Document excerpt —
---

Personal information
- Born: 11 November 1982 (age 43) Kampala, Uganda
- Listed height: 1.69 m (5 ft 7 in)

Career information
- Playing career: 2003–2007
- Position: Point guard
- Coaching career: 1994–present

Career history

Playing
- 2003–2007: Charging Rhinos
- 2011–2012: City Oilers

Coaching
- 2011: Kyambogo Warriors
- 2012–2023: City Oilers
- 2024–present: Kepler
- 2024–present: Fox

Career highlights
- As head coach: 10× UNBL champion (2012–2019, 2022, 2023);

= Mandy Juruni =

Ugandan basketball player and coach (born 1982)

Mandy Lutwama Juruni (born 11 November 1982) is a Ugandan professional basketball coach and former player. He is current head coach of Kepler of the Rwanda Basketball League (RBL). Juruni is most known for his 10-year tenure with the City Oilers in Uganda, and is widely regarded the most decorated basketball coach in Ugandan basketball history.

Juruni has also been the head coach of Uganda’s national basketball team (nicknamed the Silverbacks), which he led to two straight qualifications to the AfroBasket, the official African Basketball Championship.

== Playing career ==
During his playing career, Juruni played as point guard and played for the Charging Rhinos from 2003 to 2007.

== Coaching career ==
Juruni began coaching the City Oilers, who played in the national second division. He started as a player-coach at the time, before later taking on coaching duties. In 2012, he was also hired by the Kyambogo Warriors, whom he guided to the top-flight UNBL championship.

---

Dataset records —
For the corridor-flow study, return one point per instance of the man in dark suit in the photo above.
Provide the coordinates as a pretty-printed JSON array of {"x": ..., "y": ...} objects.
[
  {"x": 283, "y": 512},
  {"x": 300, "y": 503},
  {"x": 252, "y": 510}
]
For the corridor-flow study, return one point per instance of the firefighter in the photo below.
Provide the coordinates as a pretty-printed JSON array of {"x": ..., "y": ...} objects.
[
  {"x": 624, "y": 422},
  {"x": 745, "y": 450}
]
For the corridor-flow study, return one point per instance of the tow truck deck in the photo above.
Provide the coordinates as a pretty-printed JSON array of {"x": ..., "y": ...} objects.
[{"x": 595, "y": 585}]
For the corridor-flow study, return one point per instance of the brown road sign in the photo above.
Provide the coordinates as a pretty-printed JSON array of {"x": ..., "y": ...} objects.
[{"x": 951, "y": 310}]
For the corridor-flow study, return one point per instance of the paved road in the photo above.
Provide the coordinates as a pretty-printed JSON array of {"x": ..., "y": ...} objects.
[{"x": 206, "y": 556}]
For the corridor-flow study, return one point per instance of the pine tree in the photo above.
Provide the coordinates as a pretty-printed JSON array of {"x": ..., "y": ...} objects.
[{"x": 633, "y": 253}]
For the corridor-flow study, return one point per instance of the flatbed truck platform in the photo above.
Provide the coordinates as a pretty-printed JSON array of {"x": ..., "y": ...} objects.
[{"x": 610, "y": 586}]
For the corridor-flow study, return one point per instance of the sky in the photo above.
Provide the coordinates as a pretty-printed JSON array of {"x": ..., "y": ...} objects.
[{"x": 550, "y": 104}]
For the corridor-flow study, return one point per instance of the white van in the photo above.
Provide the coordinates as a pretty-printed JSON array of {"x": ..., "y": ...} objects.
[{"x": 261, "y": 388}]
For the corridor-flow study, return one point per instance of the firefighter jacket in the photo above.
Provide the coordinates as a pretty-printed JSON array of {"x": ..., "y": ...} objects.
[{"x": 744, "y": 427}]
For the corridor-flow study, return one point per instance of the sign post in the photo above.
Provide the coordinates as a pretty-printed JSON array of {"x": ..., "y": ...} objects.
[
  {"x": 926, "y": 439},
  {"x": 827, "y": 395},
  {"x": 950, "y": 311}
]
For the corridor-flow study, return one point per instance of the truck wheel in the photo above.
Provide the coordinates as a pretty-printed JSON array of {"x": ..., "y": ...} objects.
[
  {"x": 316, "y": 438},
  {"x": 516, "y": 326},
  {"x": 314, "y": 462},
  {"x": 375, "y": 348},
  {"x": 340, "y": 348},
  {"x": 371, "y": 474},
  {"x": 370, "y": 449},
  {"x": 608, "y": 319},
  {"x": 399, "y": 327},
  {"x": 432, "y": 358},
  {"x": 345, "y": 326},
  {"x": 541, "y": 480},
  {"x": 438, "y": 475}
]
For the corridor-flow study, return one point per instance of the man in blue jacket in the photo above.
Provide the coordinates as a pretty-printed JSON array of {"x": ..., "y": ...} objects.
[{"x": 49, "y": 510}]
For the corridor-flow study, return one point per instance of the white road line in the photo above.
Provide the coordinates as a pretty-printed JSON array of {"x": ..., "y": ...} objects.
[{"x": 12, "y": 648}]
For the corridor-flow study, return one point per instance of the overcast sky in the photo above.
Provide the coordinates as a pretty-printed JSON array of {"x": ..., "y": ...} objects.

---

What you have to do —
Please condense the paragraph beginning "Mandy Lutwama Juruni (born 11 November 1982)" in the Mandy Juruni profile into a short bulleted list that keeps its main facts.

Result —
- Born 11 November 1982; Ugandan professional basketball coach and former player
- Current head coach of Kepler in the Rwanda Basketball League (RBL)
- Best known for his 10-year tenure with the City Oilers in Uganda
- Widely regarded as the most decorated coach in Ugandan basketball history